▶ _Given entries_:

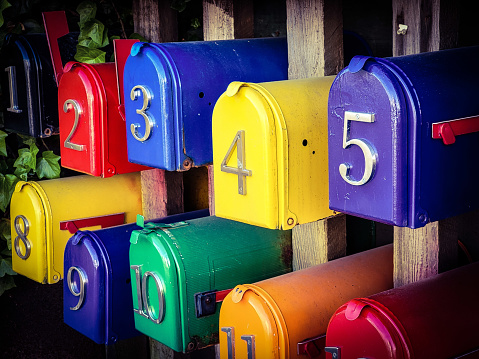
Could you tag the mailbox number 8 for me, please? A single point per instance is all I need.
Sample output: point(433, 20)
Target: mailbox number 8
point(134, 94)
point(369, 152)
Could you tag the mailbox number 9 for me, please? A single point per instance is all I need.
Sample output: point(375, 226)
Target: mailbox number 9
point(369, 152)
point(134, 94)
point(78, 290)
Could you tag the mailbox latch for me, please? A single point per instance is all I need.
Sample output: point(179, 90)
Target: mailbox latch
point(205, 302)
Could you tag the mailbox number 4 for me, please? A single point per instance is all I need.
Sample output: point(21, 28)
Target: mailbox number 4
point(369, 152)
point(241, 171)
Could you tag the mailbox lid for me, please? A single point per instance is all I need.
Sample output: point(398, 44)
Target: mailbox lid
point(82, 108)
point(368, 123)
point(37, 114)
point(30, 207)
point(246, 130)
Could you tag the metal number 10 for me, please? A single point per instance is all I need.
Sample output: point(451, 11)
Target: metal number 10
point(145, 309)
point(134, 94)
point(369, 152)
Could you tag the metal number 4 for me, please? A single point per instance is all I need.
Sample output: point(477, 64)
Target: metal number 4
point(369, 152)
point(241, 171)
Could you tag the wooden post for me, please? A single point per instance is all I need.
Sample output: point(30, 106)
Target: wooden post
point(431, 25)
point(225, 20)
point(315, 48)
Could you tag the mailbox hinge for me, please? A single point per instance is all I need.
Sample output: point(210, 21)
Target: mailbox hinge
point(205, 302)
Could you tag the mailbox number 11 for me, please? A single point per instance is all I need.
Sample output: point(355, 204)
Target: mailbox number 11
point(369, 152)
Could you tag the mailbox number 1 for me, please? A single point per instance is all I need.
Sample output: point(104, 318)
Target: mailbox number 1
point(369, 152)
point(241, 171)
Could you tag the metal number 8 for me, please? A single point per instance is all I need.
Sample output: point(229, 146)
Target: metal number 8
point(77, 292)
point(22, 236)
point(134, 94)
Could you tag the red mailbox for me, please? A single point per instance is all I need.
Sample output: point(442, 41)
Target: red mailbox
point(433, 318)
point(92, 130)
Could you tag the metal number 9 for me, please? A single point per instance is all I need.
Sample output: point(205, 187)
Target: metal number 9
point(77, 290)
point(369, 152)
point(134, 94)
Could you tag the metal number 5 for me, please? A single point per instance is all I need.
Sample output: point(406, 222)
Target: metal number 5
point(369, 151)
point(134, 94)
point(78, 112)
point(77, 291)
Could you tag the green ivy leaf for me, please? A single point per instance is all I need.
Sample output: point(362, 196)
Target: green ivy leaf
point(3, 146)
point(48, 166)
point(7, 186)
point(6, 267)
point(3, 5)
point(6, 283)
point(89, 56)
point(87, 12)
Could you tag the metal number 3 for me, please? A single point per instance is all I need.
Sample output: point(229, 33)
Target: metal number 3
point(134, 94)
point(241, 171)
point(78, 112)
point(77, 290)
point(369, 152)
point(22, 236)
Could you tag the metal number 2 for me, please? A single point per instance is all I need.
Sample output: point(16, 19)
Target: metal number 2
point(78, 112)
point(77, 292)
point(370, 154)
point(12, 82)
point(144, 307)
point(134, 94)
point(241, 171)
point(22, 236)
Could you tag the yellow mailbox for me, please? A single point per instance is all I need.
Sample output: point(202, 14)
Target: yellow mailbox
point(45, 214)
point(270, 152)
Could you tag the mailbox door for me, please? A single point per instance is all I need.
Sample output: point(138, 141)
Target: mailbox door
point(261, 336)
point(86, 287)
point(247, 165)
point(150, 107)
point(158, 288)
point(82, 108)
point(368, 146)
point(30, 224)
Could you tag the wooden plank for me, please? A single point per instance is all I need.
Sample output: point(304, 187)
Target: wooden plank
point(420, 253)
point(315, 48)
point(225, 20)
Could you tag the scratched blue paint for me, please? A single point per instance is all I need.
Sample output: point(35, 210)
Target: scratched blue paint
point(185, 80)
point(106, 314)
point(417, 179)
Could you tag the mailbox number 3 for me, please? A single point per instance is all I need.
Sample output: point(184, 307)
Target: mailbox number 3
point(134, 94)
point(369, 152)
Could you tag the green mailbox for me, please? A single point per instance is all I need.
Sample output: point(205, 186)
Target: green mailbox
point(180, 273)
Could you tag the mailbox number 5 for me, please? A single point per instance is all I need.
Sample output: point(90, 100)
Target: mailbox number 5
point(134, 94)
point(369, 152)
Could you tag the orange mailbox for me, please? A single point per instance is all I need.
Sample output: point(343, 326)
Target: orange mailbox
point(287, 316)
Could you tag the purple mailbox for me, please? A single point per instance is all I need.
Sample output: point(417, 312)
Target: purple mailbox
point(402, 131)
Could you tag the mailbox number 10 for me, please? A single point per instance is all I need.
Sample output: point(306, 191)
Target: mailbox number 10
point(369, 152)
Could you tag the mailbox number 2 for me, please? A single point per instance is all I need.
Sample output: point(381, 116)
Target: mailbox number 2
point(241, 171)
point(369, 152)
point(134, 94)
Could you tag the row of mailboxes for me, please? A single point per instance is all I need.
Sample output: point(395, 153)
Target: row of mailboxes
point(97, 298)
point(45, 214)
point(433, 318)
point(287, 316)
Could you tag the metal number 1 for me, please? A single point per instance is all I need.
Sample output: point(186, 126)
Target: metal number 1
point(369, 152)
point(12, 82)
point(134, 94)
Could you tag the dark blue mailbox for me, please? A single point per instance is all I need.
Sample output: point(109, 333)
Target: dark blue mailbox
point(402, 133)
point(28, 82)
point(171, 88)
point(97, 299)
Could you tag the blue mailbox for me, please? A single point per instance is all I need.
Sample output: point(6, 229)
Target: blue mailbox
point(402, 132)
point(171, 88)
point(97, 299)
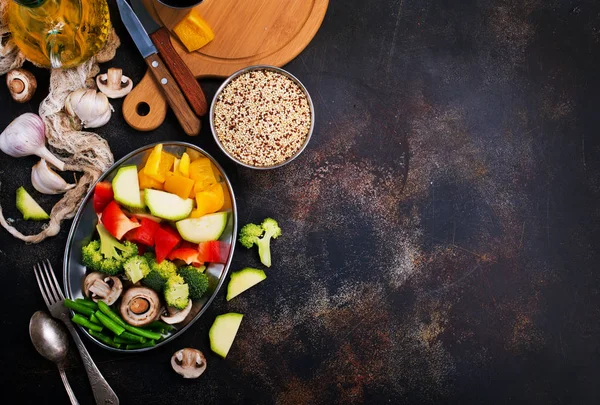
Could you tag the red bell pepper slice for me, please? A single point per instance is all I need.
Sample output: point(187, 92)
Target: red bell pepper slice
point(116, 222)
point(103, 195)
point(188, 255)
point(165, 240)
point(144, 234)
point(214, 251)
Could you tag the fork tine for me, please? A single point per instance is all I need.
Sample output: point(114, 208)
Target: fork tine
point(52, 287)
point(49, 292)
point(56, 285)
point(42, 290)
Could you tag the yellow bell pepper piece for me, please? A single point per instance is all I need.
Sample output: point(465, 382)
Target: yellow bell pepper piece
point(177, 184)
point(148, 182)
point(184, 165)
point(193, 31)
point(209, 201)
point(158, 171)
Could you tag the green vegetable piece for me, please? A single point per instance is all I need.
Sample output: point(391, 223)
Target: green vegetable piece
point(223, 331)
point(29, 207)
point(82, 309)
point(252, 234)
point(136, 268)
point(176, 292)
point(109, 323)
point(107, 255)
point(196, 280)
point(149, 343)
point(80, 320)
point(104, 339)
point(243, 280)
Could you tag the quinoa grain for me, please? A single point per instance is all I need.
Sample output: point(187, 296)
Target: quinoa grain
point(262, 118)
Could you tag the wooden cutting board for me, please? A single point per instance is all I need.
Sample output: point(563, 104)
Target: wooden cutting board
point(247, 32)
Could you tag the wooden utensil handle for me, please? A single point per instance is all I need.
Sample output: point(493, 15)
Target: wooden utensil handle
point(187, 82)
point(186, 117)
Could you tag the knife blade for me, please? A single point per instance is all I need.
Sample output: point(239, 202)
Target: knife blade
point(162, 41)
point(165, 81)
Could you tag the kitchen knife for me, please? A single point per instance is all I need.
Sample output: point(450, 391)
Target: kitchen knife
point(165, 81)
point(162, 41)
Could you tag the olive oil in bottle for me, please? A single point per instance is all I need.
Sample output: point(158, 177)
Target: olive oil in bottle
point(59, 33)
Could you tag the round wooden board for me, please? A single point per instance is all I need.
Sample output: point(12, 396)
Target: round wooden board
point(249, 32)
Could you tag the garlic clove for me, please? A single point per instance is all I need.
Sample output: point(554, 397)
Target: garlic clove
point(46, 181)
point(91, 107)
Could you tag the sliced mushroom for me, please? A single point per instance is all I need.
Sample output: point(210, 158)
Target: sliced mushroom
point(114, 84)
point(21, 85)
point(177, 315)
point(190, 363)
point(99, 287)
point(139, 306)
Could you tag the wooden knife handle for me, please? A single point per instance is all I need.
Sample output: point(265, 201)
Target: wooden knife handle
point(182, 74)
point(186, 117)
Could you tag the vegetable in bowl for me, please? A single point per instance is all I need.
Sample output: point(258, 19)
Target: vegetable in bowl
point(144, 249)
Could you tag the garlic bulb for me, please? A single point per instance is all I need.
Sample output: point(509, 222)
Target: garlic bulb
point(90, 106)
point(46, 181)
point(26, 135)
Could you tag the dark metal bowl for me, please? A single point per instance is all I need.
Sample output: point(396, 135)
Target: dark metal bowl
point(84, 226)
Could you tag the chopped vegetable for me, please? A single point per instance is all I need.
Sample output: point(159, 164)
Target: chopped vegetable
point(107, 255)
point(252, 234)
point(116, 222)
point(193, 31)
point(103, 195)
point(29, 207)
point(196, 280)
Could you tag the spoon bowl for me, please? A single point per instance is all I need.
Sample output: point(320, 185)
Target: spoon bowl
point(48, 337)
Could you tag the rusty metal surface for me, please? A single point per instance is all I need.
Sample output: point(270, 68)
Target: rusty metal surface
point(440, 230)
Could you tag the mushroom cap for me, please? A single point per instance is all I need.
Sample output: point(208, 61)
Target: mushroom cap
point(134, 309)
point(188, 362)
point(176, 315)
point(21, 85)
point(114, 84)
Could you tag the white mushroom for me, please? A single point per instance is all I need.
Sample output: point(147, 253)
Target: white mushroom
point(139, 306)
point(21, 85)
point(177, 315)
point(190, 363)
point(100, 288)
point(114, 84)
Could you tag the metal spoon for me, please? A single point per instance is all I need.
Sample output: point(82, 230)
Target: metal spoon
point(51, 341)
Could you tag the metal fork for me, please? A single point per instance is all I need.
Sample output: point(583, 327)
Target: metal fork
point(54, 299)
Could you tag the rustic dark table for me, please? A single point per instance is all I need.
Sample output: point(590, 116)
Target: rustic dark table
point(440, 232)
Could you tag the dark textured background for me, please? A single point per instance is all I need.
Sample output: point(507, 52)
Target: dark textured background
point(440, 232)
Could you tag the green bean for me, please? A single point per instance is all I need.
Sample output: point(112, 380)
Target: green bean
point(149, 343)
point(109, 323)
point(131, 338)
point(77, 307)
point(87, 303)
point(95, 320)
point(103, 338)
point(83, 321)
point(110, 313)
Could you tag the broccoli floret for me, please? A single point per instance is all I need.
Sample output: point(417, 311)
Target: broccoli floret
point(252, 234)
point(154, 280)
point(196, 280)
point(176, 292)
point(165, 268)
point(107, 255)
point(136, 268)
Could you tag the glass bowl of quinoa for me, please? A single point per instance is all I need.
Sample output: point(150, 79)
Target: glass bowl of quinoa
point(262, 117)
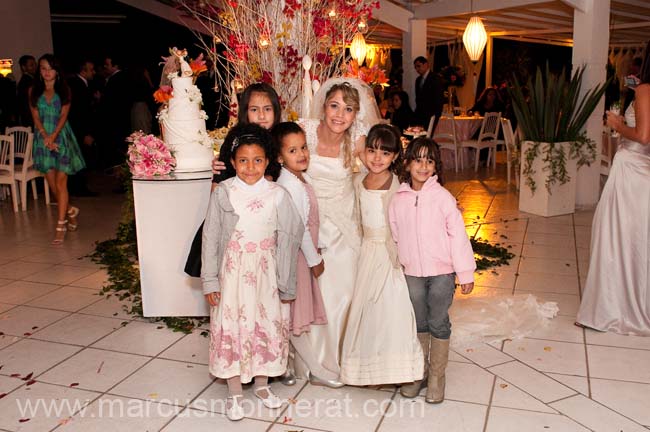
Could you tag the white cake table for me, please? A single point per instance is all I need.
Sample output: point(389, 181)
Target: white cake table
point(168, 211)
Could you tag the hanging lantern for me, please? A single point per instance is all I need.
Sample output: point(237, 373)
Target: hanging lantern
point(264, 42)
point(5, 66)
point(370, 55)
point(362, 26)
point(475, 38)
point(358, 48)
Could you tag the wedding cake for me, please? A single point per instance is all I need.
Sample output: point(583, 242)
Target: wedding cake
point(183, 127)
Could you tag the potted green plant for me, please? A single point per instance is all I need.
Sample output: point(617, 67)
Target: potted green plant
point(552, 118)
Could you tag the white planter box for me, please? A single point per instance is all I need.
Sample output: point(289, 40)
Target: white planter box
point(561, 200)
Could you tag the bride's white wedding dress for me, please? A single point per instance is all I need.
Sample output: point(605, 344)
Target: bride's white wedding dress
point(616, 296)
point(340, 240)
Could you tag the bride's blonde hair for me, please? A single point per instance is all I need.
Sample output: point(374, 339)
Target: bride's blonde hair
point(351, 98)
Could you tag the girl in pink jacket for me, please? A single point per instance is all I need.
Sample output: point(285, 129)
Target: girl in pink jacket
point(434, 249)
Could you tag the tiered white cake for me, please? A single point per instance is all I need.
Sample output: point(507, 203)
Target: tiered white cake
point(183, 127)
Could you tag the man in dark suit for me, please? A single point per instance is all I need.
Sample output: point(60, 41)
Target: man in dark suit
point(429, 94)
point(114, 113)
point(28, 69)
point(82, 121)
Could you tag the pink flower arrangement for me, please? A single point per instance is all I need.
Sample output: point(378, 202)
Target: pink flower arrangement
point(149, 156)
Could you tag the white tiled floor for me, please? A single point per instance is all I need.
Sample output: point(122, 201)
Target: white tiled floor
point(117, 373)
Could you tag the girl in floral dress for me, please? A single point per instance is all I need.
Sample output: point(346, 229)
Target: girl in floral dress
point(56, 152)
point(251, 238)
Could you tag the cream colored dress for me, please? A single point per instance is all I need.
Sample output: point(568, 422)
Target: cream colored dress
point(339, 240)
point(617, 293)
point(380, 345)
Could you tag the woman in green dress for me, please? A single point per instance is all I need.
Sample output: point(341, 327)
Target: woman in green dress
point(56, 152)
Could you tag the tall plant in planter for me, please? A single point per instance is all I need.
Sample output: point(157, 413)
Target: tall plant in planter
point(552, 118)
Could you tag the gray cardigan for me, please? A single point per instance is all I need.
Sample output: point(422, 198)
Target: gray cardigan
point(220, 224)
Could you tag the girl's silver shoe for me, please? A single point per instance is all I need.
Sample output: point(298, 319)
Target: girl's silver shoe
point(314, 380)
point(236, 411)
point(288, 378)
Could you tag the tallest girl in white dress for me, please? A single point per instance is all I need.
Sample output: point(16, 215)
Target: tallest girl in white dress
point(343, 111)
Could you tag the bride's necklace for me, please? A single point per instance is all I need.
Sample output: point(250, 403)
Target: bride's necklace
point(327, 149)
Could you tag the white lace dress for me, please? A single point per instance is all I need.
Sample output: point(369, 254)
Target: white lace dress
point(617, 293)
point(380, 345)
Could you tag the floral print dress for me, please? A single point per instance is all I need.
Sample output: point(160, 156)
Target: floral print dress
point(250, 328)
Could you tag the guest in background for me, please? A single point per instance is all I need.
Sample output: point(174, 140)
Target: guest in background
point(402, 115)
point(635, 70)
point(82, 120)
point(489, 101)
point(429, 94)
point(114, 112)
point(28, 69)
point(7, 102)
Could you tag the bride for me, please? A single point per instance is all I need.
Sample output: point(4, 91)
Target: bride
point(617, 293)
point(343, 111)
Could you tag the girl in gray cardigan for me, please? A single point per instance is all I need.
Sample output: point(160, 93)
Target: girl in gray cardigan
point(251, 238)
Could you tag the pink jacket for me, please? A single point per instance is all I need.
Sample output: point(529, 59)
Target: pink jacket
point(430, 232)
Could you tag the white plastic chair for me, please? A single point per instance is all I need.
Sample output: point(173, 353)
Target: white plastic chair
point(24, 173)
point(487, 138)
point(7, 167)
point(445, 136)
point(511, 144)
point(430, 128)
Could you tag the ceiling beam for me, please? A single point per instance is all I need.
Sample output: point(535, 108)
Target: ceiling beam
point(581, 5)
point(169, 13)
point(448, 8)
point(392, 14)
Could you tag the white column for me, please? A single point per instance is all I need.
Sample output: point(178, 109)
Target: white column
point(25, 29)
point(590, 44)
point(414, 44)
point(489, 55)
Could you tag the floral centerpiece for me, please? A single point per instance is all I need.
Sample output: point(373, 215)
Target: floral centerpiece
point(371, 76)
point(453, 76)
point(254, 41)
point(148, 155)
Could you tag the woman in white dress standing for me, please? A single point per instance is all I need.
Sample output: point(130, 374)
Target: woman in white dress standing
point(617, 293)
point(343, 111)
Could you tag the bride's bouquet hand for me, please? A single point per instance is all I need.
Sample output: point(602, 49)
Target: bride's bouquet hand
point(615, 121)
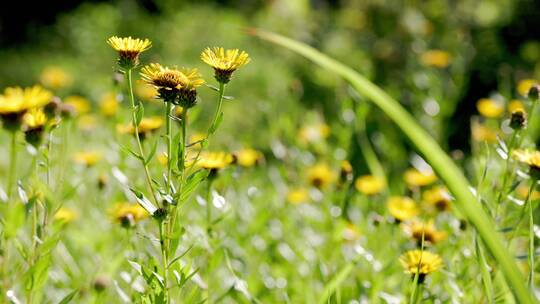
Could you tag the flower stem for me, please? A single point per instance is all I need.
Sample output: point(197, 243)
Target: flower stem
point(137, 138)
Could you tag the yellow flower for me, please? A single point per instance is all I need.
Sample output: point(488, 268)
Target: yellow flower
point(65, 215)
point(530, 158)
point(515, 105)
point(35, 118)
point(55, 78)
point(214, 160)
point(314, 133)
point(420, 262)
point(481, 133)
point(147, 125)
point(416, 229)
point(489, 108)
point(173, 85)
point(298, 196)
point(128, 214)
point(128, 50)
point(224, 62)
point(415, 178)
point(402, 208)
point(438, 197)
point(87, 158)
point(320, 175)
point(80, 104)
point(436, 58)
point(247, 157)
point(369, 184)
point(16, 100)
point(525, 85)
point(108, 104)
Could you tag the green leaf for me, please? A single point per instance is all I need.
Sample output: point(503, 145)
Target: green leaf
point(191, 183)
point(445, 168)
point(69, 297)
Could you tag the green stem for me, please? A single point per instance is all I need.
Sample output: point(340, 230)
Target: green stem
point(137, 138)
point(428, 147)
point(12, 163)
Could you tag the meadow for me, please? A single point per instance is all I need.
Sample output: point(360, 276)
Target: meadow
point(277, 152)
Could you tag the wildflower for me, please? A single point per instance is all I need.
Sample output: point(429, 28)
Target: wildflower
point(416, 178)
point(515, 105)
point(146, 126)
point(530, 158)
point(298, 196)
point(525, 85)
point(214, 161)
point(489, 108)
point(34, 122)
point(402, 208)
point(128, 215)
point(346, 170)
point(418, 230)
point(65, 215)
point(438, 197)
point(129, 50)
point(80, 104)
point(314, 133)
point(108, 104)
point(436, 58)
point(483, 133)
point(421, 263)
point(55, 78)
point(16, 101)
point(518, 119)
point(177, 86)
point(224, 62)
point(320, 175)
point(88, 159)
point(247, 157)
point(369, 184)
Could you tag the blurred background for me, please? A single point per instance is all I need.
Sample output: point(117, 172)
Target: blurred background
point(437, 57)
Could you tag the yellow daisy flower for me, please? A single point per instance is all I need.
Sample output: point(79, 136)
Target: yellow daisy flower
point(525, 85)
point(369, 184)
point(320, 175)
point(298, 196)
point(224, 62)
point(402, 208)
point(439, 197)
point(128, 214)
point(489, 108)
point(420, 262)
point(88, 159)
point(55, 78)
point(515, 105)
point(173, 85)
point(314, 133)
point(247, 157)
point(436, 58)
point(129, 50)
point(415, 178)
point(214, 160)
point(80, 104)
point(108, 104)
point(65, 215)
point(416, 229)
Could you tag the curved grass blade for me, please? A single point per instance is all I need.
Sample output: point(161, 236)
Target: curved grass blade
point(436, 157)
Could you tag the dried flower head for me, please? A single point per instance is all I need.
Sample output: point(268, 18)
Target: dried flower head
point(129, 50)
point(420, 262)
point(224, 62)
point(174, 85)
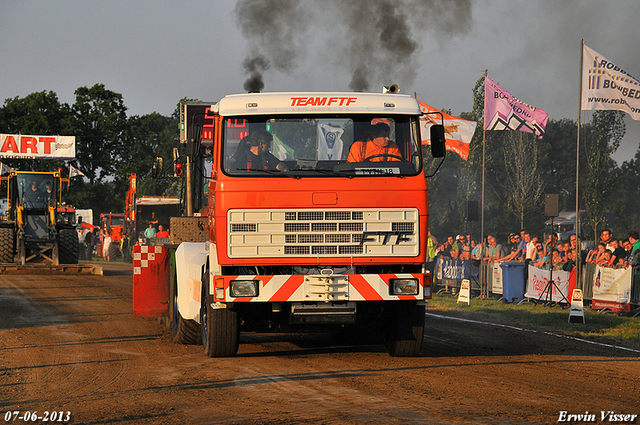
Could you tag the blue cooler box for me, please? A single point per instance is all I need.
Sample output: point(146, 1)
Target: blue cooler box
point(513, 284)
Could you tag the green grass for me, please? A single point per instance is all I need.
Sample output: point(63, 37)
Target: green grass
point(605, 327)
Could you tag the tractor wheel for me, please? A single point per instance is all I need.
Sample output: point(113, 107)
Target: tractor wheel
point(7, 245)
point(68, 246)
point(220, 326)
point(405, 328)
point(114, 252)
point(183, 331)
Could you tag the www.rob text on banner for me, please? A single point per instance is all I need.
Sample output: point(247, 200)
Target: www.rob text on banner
point(606, 86)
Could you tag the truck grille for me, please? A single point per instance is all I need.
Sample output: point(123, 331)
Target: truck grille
point(323, 233)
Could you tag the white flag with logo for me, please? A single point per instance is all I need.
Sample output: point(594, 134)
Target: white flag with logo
point(329, 142)
point(4, 168)
point(73, 171)
point(607, 86)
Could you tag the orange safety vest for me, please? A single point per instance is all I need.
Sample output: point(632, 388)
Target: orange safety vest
point(361, 150)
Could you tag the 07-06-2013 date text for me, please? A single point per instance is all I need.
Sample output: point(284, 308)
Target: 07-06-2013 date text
point(46, 416)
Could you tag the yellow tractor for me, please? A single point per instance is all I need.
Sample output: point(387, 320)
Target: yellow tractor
point(38, 227)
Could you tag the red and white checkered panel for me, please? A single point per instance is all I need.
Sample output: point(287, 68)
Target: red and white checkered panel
point(150, 281)
point(143, 254)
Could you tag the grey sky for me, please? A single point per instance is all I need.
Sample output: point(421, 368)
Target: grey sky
point(156, 52)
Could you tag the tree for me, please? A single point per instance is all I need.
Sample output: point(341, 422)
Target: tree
point(39, 113)
point(98, 121)
point(606, 132)
point(147, 137)
point(524, 184)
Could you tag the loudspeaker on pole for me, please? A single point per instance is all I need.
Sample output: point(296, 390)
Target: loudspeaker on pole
point(551, 205)
point(472, 211)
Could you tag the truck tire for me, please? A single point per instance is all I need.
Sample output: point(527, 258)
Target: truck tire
point(220, 326)
point(405, 329)
point(114, 252)
point(68, 246)
point(7, 245)
point(183, 331)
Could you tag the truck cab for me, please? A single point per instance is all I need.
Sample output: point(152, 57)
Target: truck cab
point(318, 217)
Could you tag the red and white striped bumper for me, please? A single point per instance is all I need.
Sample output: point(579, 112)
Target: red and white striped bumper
point(319, 288)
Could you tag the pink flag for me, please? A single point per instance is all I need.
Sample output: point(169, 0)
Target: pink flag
point(504, 112)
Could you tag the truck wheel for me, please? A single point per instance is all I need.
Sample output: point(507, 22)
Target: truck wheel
point(68, 246)
point(405, 328)
point(183, 331)
point(22, 250)
point(114, 252)
point(220, 326)
point(7, 245)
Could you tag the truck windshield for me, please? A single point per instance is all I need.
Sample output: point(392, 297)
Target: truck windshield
point(320, 146)
point(34, 191)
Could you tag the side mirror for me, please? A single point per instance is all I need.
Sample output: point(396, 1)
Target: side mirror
point(438, 148)
point(157, 168)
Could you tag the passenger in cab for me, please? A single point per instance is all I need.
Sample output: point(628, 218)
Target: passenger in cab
point(256, 155)
point(377, 147)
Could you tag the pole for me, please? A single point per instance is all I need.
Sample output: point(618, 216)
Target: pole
point(483, 289)
point(189, 188)
point(577, 225)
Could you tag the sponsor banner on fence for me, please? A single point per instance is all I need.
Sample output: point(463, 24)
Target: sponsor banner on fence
point(539, 279)
point(611, 288)
point(496, 282)
point(452, 269)
point(29, 147)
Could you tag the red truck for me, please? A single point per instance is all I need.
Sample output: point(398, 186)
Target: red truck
point(314, 239)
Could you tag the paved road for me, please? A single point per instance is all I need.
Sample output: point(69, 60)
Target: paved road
point(71, 344)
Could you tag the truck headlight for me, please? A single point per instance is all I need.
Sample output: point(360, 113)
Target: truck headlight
point(404, 286)
point(244, 288)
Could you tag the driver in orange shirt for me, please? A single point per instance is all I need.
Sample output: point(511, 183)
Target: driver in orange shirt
point(377, 147)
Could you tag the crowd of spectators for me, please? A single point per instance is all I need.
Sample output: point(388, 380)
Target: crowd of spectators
point(551, 254)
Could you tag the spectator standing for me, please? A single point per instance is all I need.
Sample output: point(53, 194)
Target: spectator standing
point(619, 254)
point(634, 239)
point(531, 248)
point(81, 248)
point(432, 245)
point(570, 263)
point(89, 241)
point(161, 233)
point(606, 237)
point(150, 231)
point(106, 244)
point(493, 251)
point(125, 248)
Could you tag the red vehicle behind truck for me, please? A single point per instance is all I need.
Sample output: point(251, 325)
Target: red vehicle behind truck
point(318, 242)
point(111, 224)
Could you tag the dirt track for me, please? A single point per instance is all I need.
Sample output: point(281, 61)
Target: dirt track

▶ _Instructions for the task_: Here the job is to set down exactly the lines of the material above that fall between the one with "Target: sliced mushroom" and the one with "Sample output: point(396, 135)", inclusive, and nothing beyond them.

▶ _Output below_:
Target: sliced mushroom
point(114, 84)
point(21, 85)
point(177, 315)
point(190, 363)
point(99, 287)
point(139, 306)
Could you tag the wooden knife handle for me, please? A single point per instance is all I need.
Sample output: point(265, 201)
Target: wooden knife handle
point(182, 74)
point(186, 117)
Could you tag the vegetable in bowl for me, please? A single point per instance is all I need.
Sample output: point(258, 19)
Target: vegetable in bowl
point(144, 249)
Could you tag the garlic bulb for me, please? A single point per instance is all I need.
Sample output: point(509, 222)
Target: garlic bulb
point(90, 106)
point(46, 181)
point(26, 135)
Could you tag the dark metal bowl for me, please? A single point per instance is all I need.
Sample output: point(396, 135)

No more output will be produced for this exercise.